Start of Input data

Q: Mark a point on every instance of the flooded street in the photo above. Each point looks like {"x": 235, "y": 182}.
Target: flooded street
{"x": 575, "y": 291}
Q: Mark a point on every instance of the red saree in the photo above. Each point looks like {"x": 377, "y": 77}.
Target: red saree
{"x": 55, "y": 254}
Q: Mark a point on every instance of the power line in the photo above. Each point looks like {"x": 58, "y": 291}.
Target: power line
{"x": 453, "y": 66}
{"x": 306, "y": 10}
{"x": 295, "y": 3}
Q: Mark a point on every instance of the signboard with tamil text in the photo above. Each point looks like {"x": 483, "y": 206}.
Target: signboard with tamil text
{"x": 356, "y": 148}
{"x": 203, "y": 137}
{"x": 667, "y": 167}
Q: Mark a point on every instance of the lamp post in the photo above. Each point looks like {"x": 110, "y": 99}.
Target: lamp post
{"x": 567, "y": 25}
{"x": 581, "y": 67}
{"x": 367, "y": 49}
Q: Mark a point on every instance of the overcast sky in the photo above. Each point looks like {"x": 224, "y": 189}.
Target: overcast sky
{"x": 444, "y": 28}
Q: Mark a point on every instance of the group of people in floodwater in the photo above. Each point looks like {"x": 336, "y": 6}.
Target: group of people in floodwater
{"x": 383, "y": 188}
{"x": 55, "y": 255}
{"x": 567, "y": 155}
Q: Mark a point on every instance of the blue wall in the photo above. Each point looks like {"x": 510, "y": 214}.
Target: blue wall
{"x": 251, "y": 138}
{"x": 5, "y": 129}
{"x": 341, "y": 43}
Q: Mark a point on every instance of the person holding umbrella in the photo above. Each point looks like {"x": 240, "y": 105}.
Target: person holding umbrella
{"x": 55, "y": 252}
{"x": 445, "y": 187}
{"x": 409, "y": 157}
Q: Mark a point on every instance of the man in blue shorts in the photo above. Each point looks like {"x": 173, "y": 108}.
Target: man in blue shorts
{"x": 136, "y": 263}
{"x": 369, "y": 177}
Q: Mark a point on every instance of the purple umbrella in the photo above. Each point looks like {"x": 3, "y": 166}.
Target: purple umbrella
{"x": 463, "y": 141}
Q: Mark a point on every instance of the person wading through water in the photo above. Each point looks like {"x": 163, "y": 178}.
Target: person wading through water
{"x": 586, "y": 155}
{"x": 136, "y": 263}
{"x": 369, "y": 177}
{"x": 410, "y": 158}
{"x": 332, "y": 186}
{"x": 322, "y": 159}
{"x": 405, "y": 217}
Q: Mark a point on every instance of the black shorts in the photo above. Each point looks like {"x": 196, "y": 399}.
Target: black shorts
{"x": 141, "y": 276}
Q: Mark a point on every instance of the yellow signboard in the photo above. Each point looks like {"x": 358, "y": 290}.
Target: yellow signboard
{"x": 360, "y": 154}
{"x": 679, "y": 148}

End of Input data

Instructions to follow: Give the whole listing again, character for character.

Solution to this problem:
Q: Mark a point on every instance of the flooded street in the photo above. Each point looks like {"x": 235, "y": 182}.
Target: flooded street
{"x": 575, "y": 291}
Q: Mark a point on every instance of the red saree in the photo above. Each point looks like {"x": 377, "y": 77}.
Target: red saree
{"x": 55, "y": 254}
Q: Mark a point on every instance of the power line in the photo above. Each point looks like {"x": 58, "y": 291}.
Target: power line
{"x": 453, "y": 66}
{"x": 306, "y": 10}
{"x": 295, "y": 3}
Q: Mark a point on every instance of the signboard with tamil text in the photo above. Each point looks like {"x": 483, "y": 206}.
Target: signboard with tamil text
{"x": 356, "y": 148}
{"x": 203, "y": 137}
{"x": 667, "y": 167}
Q: Mark a point on every instance of the lamp post in the photo above. Each point looks like {"x": 110, "y": 99}.
Target: lamp post
{"x": 567, "y": 25}
{"x": 581, "y": 67}
{"x": 367, "y": 49}
Q: Mark a point on every instance of the overcast sky in the photo above. Each point looks like {"x": 224, "y": 189}.
Target: overcast sky
{"x": 444, "y": 28}
Q: Mark a point on every instance of the group of people in floodwater in the photo above. Each point looks like {"x": 336, "y": 6}.
Target: group of people in floodwater
{"x": 383, "y": 188}
{"x": 55, "y": 255}
{"x": 567, "y": 155}
Q: Mark a point on every instance of the blue wall in the photo above. Each point looks like {"x": 510, "y": 214}.
Target: blue wall
{"x": 251, "y": 138}
{"x": 5, "y": 129}
{"x": 341, "y": 43}
Q: Mark a point on every instance of the person holding umbrella in the photo above. Each point looks like {"x": 240, "y": 105}.
Target: person holding umbrella
{"x": 55, "y": 252}
{"x": 445, "y": 187}
{"x": 409, "y": 157}
Q: Mark a point on every instance of the man in blue shorts in the photo above. Each point looks like {"x": 173, "y": 108}.
Target: man in blue shorts
{"x": 136, "y": 263}
{"x": 369, "y": 177}
Q: Mark a point on every instance of the purple umbrella in the photo above. Each point looks like {"x": 3, "y": 166}.
Target: purple umbrella
{"x": 463, "y": 141}
Q: Mark a point on every instance of the person wading through water in the photo above. Each point looks like {"x": 163, "y": 178}.
Target: person wading through water
{"x": 586, "y": 155}
{"x": 136, "y": 263}
{"x": 369, "y": 177}
{"x": 410, "y": 158}
{"x": 332, "y": 186}
{"x": 322, "y": 159}
{"x": 405, "y": 217}
Q: Mark a point on every instance of the black shorts in the photo above. Each point looks like {"x": 196, "y": 399}.
Target: black shorts
{"x": 141, "y": 276}
Q: Mark a point on every instance of the yellow signboard in the photo above. Each point looks like {"x": 358, "y": 290}.
Target: yellow signboard
{"x": 360, "y": 154}
{"x": 679, "y": 148}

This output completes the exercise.